● Input records
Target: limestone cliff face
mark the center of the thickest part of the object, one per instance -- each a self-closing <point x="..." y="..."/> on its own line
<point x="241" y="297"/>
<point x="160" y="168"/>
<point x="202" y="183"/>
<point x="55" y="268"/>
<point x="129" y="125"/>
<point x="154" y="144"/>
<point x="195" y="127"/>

● What needs to be done
Return the full listing exactly as written.

● Completed task
Target: limestone cliff face
mark the center of the thickest part of the object, one per instance -- each a self-closing <point x="..." y="..."/> on its own line
<point x="241" y="297"/>
<point x="160" y="168"/>
<point x="202" y="183"/>
<point x="55" y="268"/>
<point x="129" y="125"/>
<point x="154" y="144"/>
<point x="195" y="127"/>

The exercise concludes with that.